Required task:
Return each of the records below verbatim, line for line, with nothing altered, added, or left out.

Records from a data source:
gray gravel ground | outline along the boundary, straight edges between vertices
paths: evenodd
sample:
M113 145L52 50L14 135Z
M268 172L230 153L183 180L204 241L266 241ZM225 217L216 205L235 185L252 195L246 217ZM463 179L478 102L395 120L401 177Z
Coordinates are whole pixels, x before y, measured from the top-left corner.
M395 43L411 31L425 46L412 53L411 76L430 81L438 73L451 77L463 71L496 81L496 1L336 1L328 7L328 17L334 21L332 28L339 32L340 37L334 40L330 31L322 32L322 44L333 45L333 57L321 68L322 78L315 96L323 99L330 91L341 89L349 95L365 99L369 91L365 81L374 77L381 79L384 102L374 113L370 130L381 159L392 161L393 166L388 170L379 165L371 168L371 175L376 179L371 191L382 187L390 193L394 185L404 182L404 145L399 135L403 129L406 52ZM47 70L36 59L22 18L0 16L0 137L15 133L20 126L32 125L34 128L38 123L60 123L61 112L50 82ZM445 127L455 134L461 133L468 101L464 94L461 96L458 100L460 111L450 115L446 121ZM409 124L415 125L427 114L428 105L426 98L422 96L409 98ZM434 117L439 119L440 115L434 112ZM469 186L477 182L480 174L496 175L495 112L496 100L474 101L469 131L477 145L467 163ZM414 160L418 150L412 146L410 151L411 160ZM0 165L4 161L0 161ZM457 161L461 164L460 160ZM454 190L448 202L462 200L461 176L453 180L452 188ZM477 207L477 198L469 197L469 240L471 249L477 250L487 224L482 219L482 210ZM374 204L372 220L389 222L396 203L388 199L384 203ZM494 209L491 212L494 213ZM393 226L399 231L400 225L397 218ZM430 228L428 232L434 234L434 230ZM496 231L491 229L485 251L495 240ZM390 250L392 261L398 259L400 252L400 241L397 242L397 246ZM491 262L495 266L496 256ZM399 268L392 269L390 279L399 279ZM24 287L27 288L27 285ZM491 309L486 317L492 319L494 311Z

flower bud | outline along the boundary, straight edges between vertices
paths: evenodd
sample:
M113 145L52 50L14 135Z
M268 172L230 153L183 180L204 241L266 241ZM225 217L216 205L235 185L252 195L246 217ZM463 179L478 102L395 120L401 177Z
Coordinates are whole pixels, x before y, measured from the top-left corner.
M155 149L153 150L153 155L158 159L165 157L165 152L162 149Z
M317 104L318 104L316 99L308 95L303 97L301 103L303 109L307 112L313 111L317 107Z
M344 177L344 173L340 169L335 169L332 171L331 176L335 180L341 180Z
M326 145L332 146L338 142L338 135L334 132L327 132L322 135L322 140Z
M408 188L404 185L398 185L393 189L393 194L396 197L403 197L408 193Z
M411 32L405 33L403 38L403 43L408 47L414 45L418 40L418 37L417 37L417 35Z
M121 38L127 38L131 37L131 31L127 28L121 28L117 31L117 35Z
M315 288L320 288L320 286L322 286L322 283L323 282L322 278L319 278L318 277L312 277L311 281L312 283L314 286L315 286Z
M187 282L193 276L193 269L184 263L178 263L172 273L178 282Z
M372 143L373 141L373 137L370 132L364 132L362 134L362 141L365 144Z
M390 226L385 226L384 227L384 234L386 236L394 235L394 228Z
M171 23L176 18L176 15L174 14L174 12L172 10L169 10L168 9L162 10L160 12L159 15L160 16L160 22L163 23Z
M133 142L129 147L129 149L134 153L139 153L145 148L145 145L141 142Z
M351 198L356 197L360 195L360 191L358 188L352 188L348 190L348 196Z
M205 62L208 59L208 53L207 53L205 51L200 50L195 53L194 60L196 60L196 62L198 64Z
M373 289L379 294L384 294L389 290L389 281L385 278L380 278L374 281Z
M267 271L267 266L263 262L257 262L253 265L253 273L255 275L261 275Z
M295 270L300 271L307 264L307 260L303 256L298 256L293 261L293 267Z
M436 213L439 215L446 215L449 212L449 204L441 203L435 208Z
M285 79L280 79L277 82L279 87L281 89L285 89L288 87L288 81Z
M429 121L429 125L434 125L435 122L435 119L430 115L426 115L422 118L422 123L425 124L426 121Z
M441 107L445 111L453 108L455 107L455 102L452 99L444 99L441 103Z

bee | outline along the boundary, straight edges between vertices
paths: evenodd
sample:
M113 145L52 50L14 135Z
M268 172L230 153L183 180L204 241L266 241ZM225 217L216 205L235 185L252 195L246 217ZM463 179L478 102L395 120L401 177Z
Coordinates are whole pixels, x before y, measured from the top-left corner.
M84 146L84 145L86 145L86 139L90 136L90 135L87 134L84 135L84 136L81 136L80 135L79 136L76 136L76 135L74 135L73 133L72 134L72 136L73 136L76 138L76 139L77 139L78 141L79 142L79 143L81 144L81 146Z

Problem solution:
gray gravel ground | outline along the boundary, straight edges between vertices
paths: evenodd
sample:
M113 145L52 50L14 135Z
M268 172L230 153L183 180L204 241L266 241ZM225 217L216 205L235 185L252 195L246 217ZM463 179L478 102L395 120L401 177Z
Coordinates are whole pixels, x before y, measured from the top-left corner.
M395 43L411 31L425 46L412 53L411 76L430 81L438 73L451 77L463 71L496 81L496 1L336 1L328 7L328 17L334 21L332 28L339 32L340 37L334 40L330 31L322 32L322 44L333 45L333 57L321 68L322 78L315 96L323 99L330 91L341 89L349 95L365 99L369 91L365 81L374 77L381 79L384 102L374 113L370 130L381 159L392 161L393 166L388 170L379 165L371 168L371 175L376 179L371 191L382 187L390 193L394 185L404 182L404 145L399 135L403 129L406 52ZM47 70L36 59L22 18L0 16L0 137L15 133L20 126L32 125L34 128L38 123L60 123L61 112L50 82ZM445 127L455 134L461 133L468 101L464 94L461 96L458 100L460 111L450 115L446 121ZM409 124L415 125L427 114L428 105L426 98L422 96L409 98ZM434 117L439 119L440 115L434 112ZM469 186L477 182L480 174L496 175L495 112L496 100L474 101L469 131L477 145L467 163ZM414 160L418 150L412 146L410 151L411 160ZM0 165L4 161L0 161ZM457 161L461 164L460 160ZM454 190L448 202L462 200L461 176L453 180L452 188ZM477 207L477 198L469 197L469 240L471 249L477 250L487 224L482 219L482 210ZM374 204L372 220L389 222L396 203L388 199L384 203ZM494 209L491 212L494 213ZM393 226L399 231L400 225L397 218ZM430 228L428 232L434 234L434 230ZM496 231L491 229L485 251L495 240ZM390 250L392 261L398 259L400 252L400 241L397 242L397 246ZM491 262L495 266L496 256ZM399 268L392 269L390 279L399 279ZM24 287L27 288L27 285ZM491 309L486 317L492 319L494 311Z

flower bud | outline along the boundary, straight edges between vertices
paths: evenodd
sample:
M113 145L52 50L14 135Z
M268 172L230 153L183 180L204 241L266 241ZM225 217L216 205L235 185L252 195L246 217ZM463 179L478 102L395 120L401 177Z
Coordinates are whole pixels, x before y, measured from the top-left corner.
M155 149L153 150L153 155L158 159L165 157L165 152L162 149Z
M317 104L318 104L316 99L308 95L303 97L301 103L303 109L307 112L313 111L317 107Z
M344 177L344 173L340 169L335 169L332 171L331 176L335 180L341 180Z
M326 145L332 146L338 142L338 135L334 132L327 132L322 135L322 140Z
M408 188L404 185L398 185L393 189L393 194L396 197L403 197L408 193Z
M411 32L405 33L403 38L403 43L408 47L414 45L418 40L418 37L417 37L417 35Z
M121 38L127 38L131 37L131 31L127 28L121 28L117 31L117 35Z
M315 288L320 288L320 286L322 286L322 283L323 282L322 278L319 278L318 277L312 277L311 281L312 283L314 286L315 286Z
M187 282L193 276L193 269L184 263L178 263L172 273L178 282Z
M372 143L373 141L373 137L370 132L364 132L362 134L362 141L365 144Z
M390 226L385 226L384 227L384 234L386 236L394 235L394 228Z
M171 23L176 18L176 15L174 14L174 12L172 10L169 10L168 9L162 10L160 12L159 15L160 16L160 22L163 23Z
M133 142L129 147L129 149L134 153L139 153L145 148L145 145L141 142Z
M351 198L356 197L360 195L360 191L358 188L352 188L348 190L348 196Z
M205 62L208 59L208 53L207 53L205 51L200 50L195 53L194 60L196 60L196 62L198 64Z
M373 289L379 294L384 294L389 290L389 281L385 278L380 278L374 281Z
M267 271L267 266L263 262L257 262L253 265L253 273L255 275L261 275Z
M295 270L300 271L307 264L307 260L303 256L298 256L293 261L293 267Z
M436 213L439 215L446 215L449 212L449 204L441 203L435 208Z
M285 79L280 79L277 82L279 87L281 89L285 89L288 87L288 81Z
M429 121L429 125L434 125L435 122L435 119L430 115L426 115L422 118L422 123L425 124L426 121Z
M441 107L445 111L453 108L455 107L455 102L452 99L444 99L441 103Z

bee | outline along the boundary, straight edges between vertices
paths: evenodd
sample:
M113 145L52 50L14 135Z
M268 172L230 153L183 180L204 241L266 241ZM225 217L216 205L235 185L252 195L246 217ZM463 179L478 102L395 120L401 177Z
Coordinates are whole pixels, x before y, measured from the top-left corner.
M84 146L84 145L86 145L86 139L90 136L90 135L87 134L84 135L84 136L81 136L80 135L79 136L76 136L76 135L74 135L73 133L72 134L72 136L73 136L76 138L76 139L77 139L78 141L79 142L79 143L81 144L81 146Z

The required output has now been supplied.